Exercise description:
Repeat the records below word for word, but start at the line that contains "Q: For every instance of the wispy", stop after the last line, and include nothing else.

Record list:
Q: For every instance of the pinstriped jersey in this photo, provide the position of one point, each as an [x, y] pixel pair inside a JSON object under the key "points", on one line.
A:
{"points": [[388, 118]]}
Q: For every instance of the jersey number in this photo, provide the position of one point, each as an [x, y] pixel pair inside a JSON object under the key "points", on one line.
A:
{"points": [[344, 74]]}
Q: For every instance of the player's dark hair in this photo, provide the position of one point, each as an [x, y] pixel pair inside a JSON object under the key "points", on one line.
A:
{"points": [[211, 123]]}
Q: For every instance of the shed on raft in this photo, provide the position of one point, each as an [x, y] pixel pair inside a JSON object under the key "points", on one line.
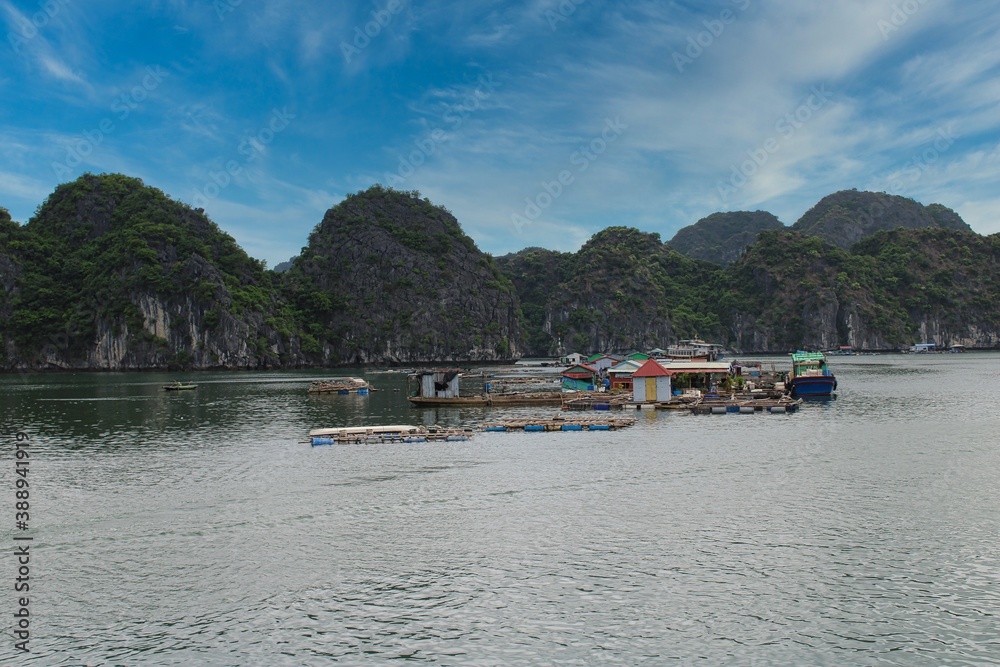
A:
{"points": [[650, 383], [439, 383]]}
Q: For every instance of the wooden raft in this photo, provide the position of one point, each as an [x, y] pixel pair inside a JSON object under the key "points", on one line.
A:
{"points": [[559, 423]]}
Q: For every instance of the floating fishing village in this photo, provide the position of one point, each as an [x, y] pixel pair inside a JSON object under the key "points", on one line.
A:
{"points": [[691, 377]]}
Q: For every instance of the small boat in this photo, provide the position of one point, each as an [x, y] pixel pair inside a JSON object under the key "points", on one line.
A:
{"points": [[810, 375], [694, 350], [179, 386]]}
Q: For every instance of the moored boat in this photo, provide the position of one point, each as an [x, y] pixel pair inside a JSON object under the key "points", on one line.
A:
{"points": [[179, 386], [810, 375], [694, 350]]}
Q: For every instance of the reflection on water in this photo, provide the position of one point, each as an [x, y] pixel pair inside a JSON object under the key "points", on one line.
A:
{"points": [[201, 528]]}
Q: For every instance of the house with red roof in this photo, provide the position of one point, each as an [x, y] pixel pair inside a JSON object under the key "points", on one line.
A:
{"points": [[650, 383]]}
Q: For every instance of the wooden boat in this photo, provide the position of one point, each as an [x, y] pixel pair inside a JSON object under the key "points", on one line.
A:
{"points": [[694, 350], [178, 386], [488, 400], [810, 375]]}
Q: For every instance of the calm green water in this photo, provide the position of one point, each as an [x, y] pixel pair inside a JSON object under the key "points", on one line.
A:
{"points": [[199, 528]]}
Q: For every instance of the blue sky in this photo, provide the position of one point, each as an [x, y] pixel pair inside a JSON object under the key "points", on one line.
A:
{"points": [[537, 123]]}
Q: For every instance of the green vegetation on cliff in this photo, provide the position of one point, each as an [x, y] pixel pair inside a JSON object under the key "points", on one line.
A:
{"points": [[112, 274], [846, 217], [624, 289], [106, 257], [722, 237], [388, 276]]}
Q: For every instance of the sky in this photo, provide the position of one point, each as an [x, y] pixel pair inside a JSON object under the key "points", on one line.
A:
{"points": [[536, 122]]}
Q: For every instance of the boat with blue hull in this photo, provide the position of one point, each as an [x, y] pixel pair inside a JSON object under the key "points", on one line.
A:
{"points": [[811, 376]]}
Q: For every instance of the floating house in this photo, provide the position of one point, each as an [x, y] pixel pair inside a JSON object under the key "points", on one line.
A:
{"points": [[603, 362], [621, 374], [651, 382], [705, 375], [581, 377]]}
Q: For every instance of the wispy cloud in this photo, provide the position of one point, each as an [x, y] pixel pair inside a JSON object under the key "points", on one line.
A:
{"points": [[561, 68]]}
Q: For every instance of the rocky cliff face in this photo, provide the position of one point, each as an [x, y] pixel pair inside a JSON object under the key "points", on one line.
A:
{"points": [[892, 290], [389, 277], [623, 290], [846, 217], [113, 275], [722, 237]]}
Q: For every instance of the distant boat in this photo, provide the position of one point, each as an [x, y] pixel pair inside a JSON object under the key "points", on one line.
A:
{"points": [[178, 386], [810, 375], [489, 400]]}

Response:
Q: For every instance of the wispy cloud in this photo, provide the position of one point, each as an [x, y] pixel pair inside a JSON object under the key "points", on one line.
A:
{"points": [[561, 68]]}
Q: For every instance of the rocky cliff face in this photo, provide the position of one point, each as an [x, y] pixel pair inside a JSON object under the key "points", on one line.
A:
{"points": [[892, 290], [389, 277], [623, 290], [846, 217], [113, 275], [722, 237]]}
Q: For every instance of the distant boat in this photo, provide the position of one point, each as an [x, y] pixel pair inside a JSON object under the key "points", on one line.
A:
{"points": [[178, 386], [810, 375], [489, 400]]}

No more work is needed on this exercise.